| Action item |
Reproduce the records below exactly as shown.

....

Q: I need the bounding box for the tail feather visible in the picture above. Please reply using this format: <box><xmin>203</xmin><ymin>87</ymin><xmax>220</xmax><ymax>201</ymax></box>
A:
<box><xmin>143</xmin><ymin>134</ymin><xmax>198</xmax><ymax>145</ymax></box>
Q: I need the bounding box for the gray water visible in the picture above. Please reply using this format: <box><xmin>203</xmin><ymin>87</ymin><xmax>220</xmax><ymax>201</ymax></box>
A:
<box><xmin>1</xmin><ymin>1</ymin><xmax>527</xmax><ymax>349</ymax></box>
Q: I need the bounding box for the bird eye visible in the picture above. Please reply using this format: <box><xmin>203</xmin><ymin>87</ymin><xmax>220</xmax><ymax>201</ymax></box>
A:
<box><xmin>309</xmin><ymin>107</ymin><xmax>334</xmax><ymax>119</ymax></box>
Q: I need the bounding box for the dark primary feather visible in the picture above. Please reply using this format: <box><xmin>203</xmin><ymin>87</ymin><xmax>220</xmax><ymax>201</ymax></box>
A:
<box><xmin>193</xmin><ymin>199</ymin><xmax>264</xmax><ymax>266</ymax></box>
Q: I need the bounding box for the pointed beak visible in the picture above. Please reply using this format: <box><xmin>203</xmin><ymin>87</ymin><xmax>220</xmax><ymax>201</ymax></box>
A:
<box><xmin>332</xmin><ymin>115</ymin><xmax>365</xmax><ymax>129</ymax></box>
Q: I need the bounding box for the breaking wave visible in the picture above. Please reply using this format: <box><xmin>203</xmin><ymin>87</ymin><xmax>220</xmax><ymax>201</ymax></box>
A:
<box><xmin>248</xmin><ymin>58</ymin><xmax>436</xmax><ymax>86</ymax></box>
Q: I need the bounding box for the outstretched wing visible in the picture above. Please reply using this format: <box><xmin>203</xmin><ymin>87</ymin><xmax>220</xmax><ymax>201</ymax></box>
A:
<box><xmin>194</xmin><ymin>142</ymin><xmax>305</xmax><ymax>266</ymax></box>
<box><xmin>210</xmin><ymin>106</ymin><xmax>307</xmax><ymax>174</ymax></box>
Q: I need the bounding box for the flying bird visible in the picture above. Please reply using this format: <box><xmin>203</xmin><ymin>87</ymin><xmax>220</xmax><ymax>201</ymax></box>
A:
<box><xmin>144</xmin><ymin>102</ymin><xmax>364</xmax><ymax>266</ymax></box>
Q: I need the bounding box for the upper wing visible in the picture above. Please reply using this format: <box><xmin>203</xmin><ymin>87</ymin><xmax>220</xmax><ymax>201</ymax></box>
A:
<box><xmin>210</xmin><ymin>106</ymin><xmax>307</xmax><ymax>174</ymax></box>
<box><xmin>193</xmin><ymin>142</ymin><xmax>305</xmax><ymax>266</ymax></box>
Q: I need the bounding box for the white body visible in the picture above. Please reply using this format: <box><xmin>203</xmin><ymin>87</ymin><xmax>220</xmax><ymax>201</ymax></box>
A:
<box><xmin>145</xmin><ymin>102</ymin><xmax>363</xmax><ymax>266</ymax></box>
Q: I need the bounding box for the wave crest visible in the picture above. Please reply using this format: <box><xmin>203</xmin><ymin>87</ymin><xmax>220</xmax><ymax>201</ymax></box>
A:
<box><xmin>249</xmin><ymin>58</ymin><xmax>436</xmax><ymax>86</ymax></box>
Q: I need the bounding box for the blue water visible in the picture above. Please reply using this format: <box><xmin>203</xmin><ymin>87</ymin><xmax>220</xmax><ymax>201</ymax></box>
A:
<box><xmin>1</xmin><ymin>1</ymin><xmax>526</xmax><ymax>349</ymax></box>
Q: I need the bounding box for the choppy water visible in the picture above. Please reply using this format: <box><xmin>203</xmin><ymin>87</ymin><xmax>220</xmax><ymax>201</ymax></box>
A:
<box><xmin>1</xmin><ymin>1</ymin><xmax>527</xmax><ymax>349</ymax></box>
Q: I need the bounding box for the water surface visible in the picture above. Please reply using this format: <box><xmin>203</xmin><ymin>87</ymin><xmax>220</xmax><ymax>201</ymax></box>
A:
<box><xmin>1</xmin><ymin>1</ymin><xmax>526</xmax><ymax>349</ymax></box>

....

| Response to the task |
Q: I need the bounding box for the tail feather visible in the picture above. Please reply using this format: <box><xmin>203</xmin><ymin>87</ymin><xmax>220</xmax><ymax>201</ymax></box>
A:
<box><xmin>143</xmin><ymin>134</ymin><xmax>198</xmax><ymax>145</ymax></box>
Q: I need the bounding box for the gray water visible in the picture above. Please reply using this format: <box><xmin>203</xmin><ymin>87</ymin><xmax>220</xmax><ymax>201</ymax></box>
A:
<box><xmin>1</xmin><ymin>1</ymin><xmax>527</xmax><ymax>349</ymax></box>
Q: I need the bounding box for the bird eye visible in the picture above. Please reply using this format: <box><xmin>203</xmin><ymin>87</ymin><xmax>220</xmax><ymax>201</ymax></box>
A:
<box><xmin>309</xmin><ymin>107</ymin><xmax>334</xmax><ymax>119</ymax></box>
Q: I need the bounding box for the dark primary feather visible in the picture above. Please reply using this format: <box><xmin>203</xmin><ymin>87</ymin><xmax>220</xmax><ymax>201</ymax></box>
A:
<box><xmin>193</xmin><ymin>199</ymin><xmax>264</xmax><ymax>266</ymax></box>
Q: I need the bounding box for the pointed beak visible in the picture above. Please reply using this format: <box><xmin>203</xmin><ymin>87</ymin><xmax>220</xmax><ymax>201</ymax></box>
A:
<box><xmin>332</xmin><ymin>115</ymin><xmax>365</xmax><ymax>129</ymax></box>
Q: I need the bounding box for the breaking wave visible in the picture above. Please reply using this format: <box><xmin>203</xmin><ymin>87</ymin><xmax>220</xmax><ymax>201</ymax></box>
A:
<box><xmin>248</xmin><ymin>58</ymin><xmax>436</xmax><ymax>86</ymax></box>
Q: I need the bounding box for the outstretched wing visible in the picture above. Please reply using this format: <box><xmin>203</xmin><ymin>87</ymin><xmax>220</xmax><ymax>201</ymax></box>
A:
<box><xmin>194</xmin><ymin>142</ymin><xmax>305</xmax><ymax>266</ymax></box>
<box><xmin>210</xmin><ymin>106</ymin><xmax>307</xmax><ymax>174</ymax></box>
Q: I need the bounding box for the flying bird visible in the picture above. Please reply using this format: <box><xmin>203</xmin><ymin>87</ymin><xmax>220</xmax><ymax>201</ymax></box>
A:
<box><xmin>144</xmin><ymin>102</ymin><xmax>364</xmax><ymax>266</ymax></box>
Q: I need the bounding box for the upper wing visible in the picture above. Please reply using this format: <box><xmin>203</xmin><ymin>87</ymin><xmax>220</xmax><ymax>201</ymax></box>
A:
<box><xmin>210</xmin><ymin>106</ymin><xmax>307</xmax><ymax>174</ymax></box>
<box><xmin>193</xmin><ymin>142</ymin><xmax>305</xmax><ymax>266</ymax></box>
Q: I need the bounding box for the white body visible in the picture above. Please reply using this format: <box><xmin>203</xmin><ymin>87</ymin><xmax>220</xmax><ymax>201</ymax></box>
A:
<box><xmin>145</xmin><ymin>102</ymin><xmax>363</xmax><ymax>266</ymax></box>
Q: I need the bounding box for the wave crest visible in the picture above. Please reply using this format: <box><xmin>203</xmin><ymin>87</ymin><xmax>220</xmax><ymax>201</ymax></box>
A:
<box><xmin>249</xmin><ymin>58</ymin><xmax>436</xmax><ymax>86</ymax></box>
Q: I need the bounding box for the blue water visible in the picture above. Please reply using this format: <box><xmin>203</xmin><ymin>87</ymin><xmax>220</xmax><ymax>201</ymax></box>
A:
<box><xmin>1</xmin><ymin>1</ymin><xmax>526</xmax><ymax>349</ymax></box>
Q: I need the bounding box for the choppy water visible in the picture above. Please reply using this format: <box><xmin>203</xmin><ymin>87</ymin><xmax>220</xmax><ymax>201</ymax></box>
A:
<box><xmin>1</xmin><ymin>1</ymin><xmax>527</xmax><ymax>349</ymax></box>
Q: I need the bounding box for the water surface visible in the picture above. Please reply using this format: <box><xmin>203</xmin><ymin>87</ymin><xmax>220</xmax><ymax>201</ymax></box>
A:
<box><xmin>1</xmin><ymin>1</ymin><xmax>526</xmax><ymax>349</ymax></box>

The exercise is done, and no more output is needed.